EXERCISE PROMPT
Give the number of lines below that contain the word "roof", and nothing else.

[Data records]

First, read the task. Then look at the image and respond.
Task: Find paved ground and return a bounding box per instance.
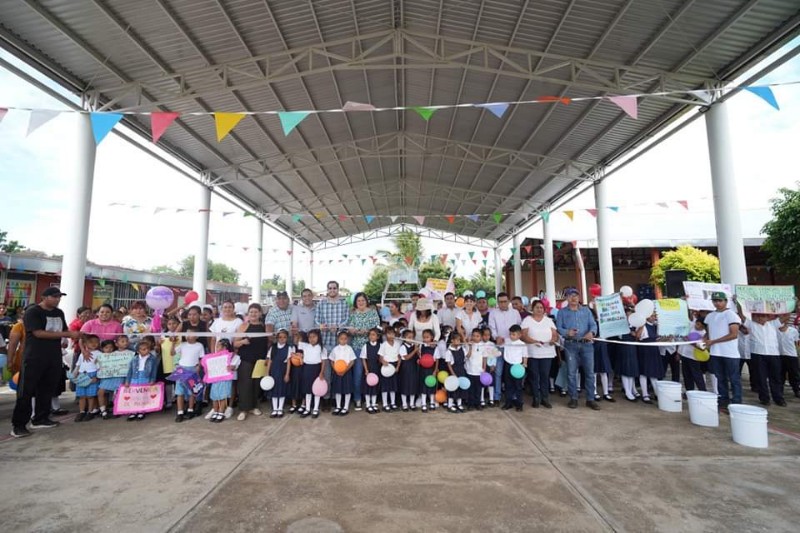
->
[1,384,799,533]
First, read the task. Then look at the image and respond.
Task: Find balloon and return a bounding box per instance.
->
[475,290,486,299]
[589,283,602,297]
[424,375,437,388]
[488,297,497,307]
[380,364,396,378]
[463,290,474,297]
[479,372,493,387]
[437,370,449,384]
[184,290,199,305]
[458,376,471,390]
[435,390,447,404]
[693,347,710,362]
[510,364,525,379]
[455,297,465,308]
[366,373,379,387]
[333,360,349,376]
[541,297,550,309]
[521,296,529,306]
[146,286,174,311]
[635,299,655,317]
[628,313,646,328]
[9,371,20,391]
[259,376,275,391]
[346,294,355,306]
[620,285,633,298]
[419,355,435,369]
[444,375,459,392]
[290,355,303,367]
[311,377,328,396]
[687,331,702,341]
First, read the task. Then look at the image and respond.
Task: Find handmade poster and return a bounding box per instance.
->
[113,382,164,415]
[655,299,691,337]
[201,351,234,384]
[682,281,733,311]
[423,277,455,301]
[251,359,267,378]
[96,352,134,378]
[166,366,204,396]
[160,338,179,374]
[735,285,796,314]
[595,293,630,338]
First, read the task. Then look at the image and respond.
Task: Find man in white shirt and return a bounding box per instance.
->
[744,313,785,406]
[704,292,742,409]
[778,314,800,398]
[437,292,458,329]
[488,292,521,403]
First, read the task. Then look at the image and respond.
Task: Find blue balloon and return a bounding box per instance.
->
[510,364,525,379]
[475,290,486,299]
[521,296,529,306]
[458,376,471,390]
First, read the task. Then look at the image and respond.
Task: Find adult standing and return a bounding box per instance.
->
[403,293,422,322]
[10,287,80,438]
[476,297,492,330]
[5,306,32,377]
[555,288,600,410]
[234,303,268,421]
[512,297,530,320]
[346,292,380,410]
[385,301,405,327]
[68,306,92,366]
[178,305,209,351]
[121,301,153,349]
[455,295,481,340]
[521,300,559,408]
[209,300,243,344]
[315,281,349,403]
[291,288,317,333]
[408,298,440,343]
[488,292,521,403]
[80,304,123,341]
[0,301,15,341]
[437,293,458,330]
[265,291,293,335]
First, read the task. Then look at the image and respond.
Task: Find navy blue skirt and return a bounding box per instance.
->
[638,345,664,379]
[594,341,612,374]
[288,363,303,399]
[380,362,398,393]
[617,344,639,377]
[363,358,380,396]
[331,367,353,395]
[269,358,289,398]
[399,357,419,396]
[302,363,322,396]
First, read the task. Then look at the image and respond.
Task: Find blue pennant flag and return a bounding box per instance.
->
[744,86,779,110]
[365,215,375,224]
[476,103,509,118]
[90,112,123,145]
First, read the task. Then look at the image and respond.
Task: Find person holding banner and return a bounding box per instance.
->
[704,292,742,409]
[555,288,600,410]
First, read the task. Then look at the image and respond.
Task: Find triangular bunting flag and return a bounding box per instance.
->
[555,242,563,249]
[586,209,597,217]
[536,96,572,105]
[291,214,302,223]
[278,111,311,135]
[370,256,378,264]
[365,215,375,224]
[286,250,293,256]
[361,259,366,265]
[467,214,480,222]
[97,279,106,288]
[608,206,619,212]
[678,200,689,210]
[446,215,455,224]
[455,253,461,260]
[688,90,713,105]
[413,216,425,225]
[214,112,245,141]
[412,107,436,121]
[492,213,503,223]
[440,254,448,264]
[131,283,140,292]
[510,248,516,255]
[541,210,550,223]
[150,112,179,143]
[222,211,235,216]
[657,202,668,208]
[564,210,574,221]
[338,214,348,221]
[522,245,532,254]
[0,108,7,124]
[472,259,477,265]
[476,103,509,118]
[482,259,487,266]
[404,256,413,266]
[314,212,325,219]
[468,251,475,259]
[390,216,398,223]
[342,254,348,259]
[482,250,488,258]
[607,95,638,119]
[27,110,61,137]
[744,86,779,110]
[342,101,376,111]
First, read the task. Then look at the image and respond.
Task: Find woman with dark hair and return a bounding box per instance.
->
[409,298,441,343]
[81,304,123,341]
[233,303,268,421]
[121,301,152,349]
[346,292,380,411]
[178,305,209,351]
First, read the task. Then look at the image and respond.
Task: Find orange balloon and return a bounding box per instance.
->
[12,372,20,385]
[455,297,465,308]
[290,354,303,367]
[435,389,447,404]
[333,359,348,376]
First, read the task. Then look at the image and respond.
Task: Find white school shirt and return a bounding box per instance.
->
[176,342,204,367]
[359,340,379,359]
[329,344,356,363]
[704,310,741,358]
[137,354,150,371]
[465,343,485,376]
[299,342,327,364]
[76,350,99,373]
[744,319,780,356]
[521,315,557,359]
[379,340,401,362]
[778,326,799,357]
[503,339,527,365]
[737,330,751,360]
[209,317,243,342]
[435,340,451,364]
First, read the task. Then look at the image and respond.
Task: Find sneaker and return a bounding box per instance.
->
[224,407,234,419]
[355,402,363,411]
[10,426,31,438]
[205,410,215,420]
[30,418,60,429]
[237,412,247,421]
[251,408,262,416]
[568,399,578,409]
[586,401,601,411]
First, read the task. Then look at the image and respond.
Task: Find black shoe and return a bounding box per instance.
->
[501,403,512,410]
[541,401,552,409]
[127,414,137,421]
[559,390,567,397]
[759,400,770,406]
[339,409,349,416]
[531,400,540,408]
[137,413,146,420]
[101,410,111,420]
[10,426,31,438]
[603,394,616,403]
[568,399,578,409]
[30,418,60,429]
[185,410,195,420]
[515,405,523,412]
[402,406,409,412]
[586,401,601,411]
[776,399,787,407]
[74,412,87,423]
[642,397,653,404]
[175,414,184,423]
[50,408,69,416]
[85,411,97,421]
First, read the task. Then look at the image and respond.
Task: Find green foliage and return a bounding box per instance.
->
[377,230,424,266]
[0,229,25,253]
[361,265,389,303]
[261,274,304,295]
[150,255,240,284]
[650,245,720,287]
[468,267,497,298]
[761,185,800,275]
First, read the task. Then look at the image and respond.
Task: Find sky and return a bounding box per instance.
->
[1,39,799,293]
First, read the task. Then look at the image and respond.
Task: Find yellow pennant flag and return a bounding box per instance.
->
[564,210,574,221]
[214,112,246,142]
[251,359,267,378]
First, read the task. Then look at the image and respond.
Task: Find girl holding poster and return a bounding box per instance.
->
[207,339,239,423]
[636,313,664,404]
[124,339,159,421]
[97,339,134,420]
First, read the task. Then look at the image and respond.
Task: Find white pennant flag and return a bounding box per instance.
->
[390,216,398,223]
[688,90,713,104]
[27,110,61,137]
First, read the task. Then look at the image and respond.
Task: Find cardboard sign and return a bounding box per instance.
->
[735,285,796,315]
[423,277,455,301]
[96,352,134,379]
[655,299,691,337]
[201,351,234,384]
[113,383,164,415]
[251,359,267,378]
[160,338,180,374]
[595,293,630,338]
[683,281,733,311]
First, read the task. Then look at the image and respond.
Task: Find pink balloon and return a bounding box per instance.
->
[311,377,328,397]
[366,373,379,386]
[185,290,199,305]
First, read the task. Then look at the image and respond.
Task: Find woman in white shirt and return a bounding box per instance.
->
[744,314,785,406]
[209,301,243,344]
[408,298,440,343]
[455,295,482,341]
[520,300,558,409]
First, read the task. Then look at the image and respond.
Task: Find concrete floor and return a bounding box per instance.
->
[0,385,799,533]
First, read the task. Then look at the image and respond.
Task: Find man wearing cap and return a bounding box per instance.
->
[555,288,600,410]
[11,287,80,438]
[704,291,742,409]
[489,292,521,403]
[265,290,293,335]
[437,292,458,329]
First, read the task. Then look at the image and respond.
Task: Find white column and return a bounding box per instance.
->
[251,220,263,303]
[705,101,748,286]
[594,179,615,295]
[542,217,556,305]
[493,247,502,296]
[309,250,315,293]
[59,113,96,317]
[512,233,522,297]
[286,239,294,297]
[193,184,211,303]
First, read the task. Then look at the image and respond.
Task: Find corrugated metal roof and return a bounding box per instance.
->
[1,0,798,246]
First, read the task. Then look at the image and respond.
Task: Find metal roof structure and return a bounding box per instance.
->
[2,0,799,251]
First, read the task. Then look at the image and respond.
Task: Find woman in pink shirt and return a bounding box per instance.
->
[81,303,123,341]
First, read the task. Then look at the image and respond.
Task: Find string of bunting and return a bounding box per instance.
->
[0,82,791,145]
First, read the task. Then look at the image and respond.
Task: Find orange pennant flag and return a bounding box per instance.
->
[446,215,456,224]
[214,112,246,142]
[564,210,574,221]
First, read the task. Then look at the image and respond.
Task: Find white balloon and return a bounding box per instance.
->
[635,299,655,317]
[260,376,275,391]
[380,364,396,378]
[628,313,646,329]
[444,375,460,392]
[620,285,633,298]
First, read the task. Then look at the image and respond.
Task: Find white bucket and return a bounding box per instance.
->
[686,391,719,427]
[656,380,682,413]
[728,404,768,448]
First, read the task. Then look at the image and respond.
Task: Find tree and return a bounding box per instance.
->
[261,274,305,295]
[0,229,25,253]
[468,267,497,298]
[151,264,179,275]
[150,255,241,284]
[377,230,424,266]
[362,265,389,302]
[761,185,800,275]
[650,245,720,287]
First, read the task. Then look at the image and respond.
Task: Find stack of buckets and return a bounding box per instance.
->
[657,382,768,449]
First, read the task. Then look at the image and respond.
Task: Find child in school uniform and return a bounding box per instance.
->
[207,339,239,423]
[97,338,134,420]
[434,326,453,410]
[288,331,305,415]
[444,331,468,413]
[501,325,527,411]
[360,327,383,414]
[330,330,356,416]
[380,328,402,411]
[466,328,486,410]
[266,329,292,418]
[159,317,181,410]
[299,329,327,418]
[394,327,417,411]
[172,328,204,422]
[680,319,707,392]
[124,338,159,421]
[74,334,101,422]
[636,313,664,404]
[618,307,641,401]
[417,328,438,412]
[482,326,497,407]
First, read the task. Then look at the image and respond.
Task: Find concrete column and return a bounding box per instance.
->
[705,101,748,286]
[252,220,263,303]
[309,250,314,293]
[193,184,211,304]
[542,216,556,305]
[512,233,522,297]
[594,179,615,295]
[493,247,502,297]
[286,239,294,298]
[59,113,96,316]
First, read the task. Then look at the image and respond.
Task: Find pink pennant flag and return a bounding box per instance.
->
[522,245,532,254]
[150,112,179,143]
[338,214,348,222]
[586,209,597,218]
[446,215,456,224]
[678,200,689,210]
[607,96,638,119]
[482,250,488,258]
[413,216,425,225]
[0,107,7,124]
[342,101,377,112]
[286,250,293,256]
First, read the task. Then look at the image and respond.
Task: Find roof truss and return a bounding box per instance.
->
[310,224,498,251]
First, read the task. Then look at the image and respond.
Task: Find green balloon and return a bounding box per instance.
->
[488,297,497,307]
[425,375,437,388]
[347,293,354,306]
[510,364,525,379]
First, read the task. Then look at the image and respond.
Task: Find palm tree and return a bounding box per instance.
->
[376,229,424,267]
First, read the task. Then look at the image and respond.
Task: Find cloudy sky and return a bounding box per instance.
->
[1,39,798,293]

RESPONSE
3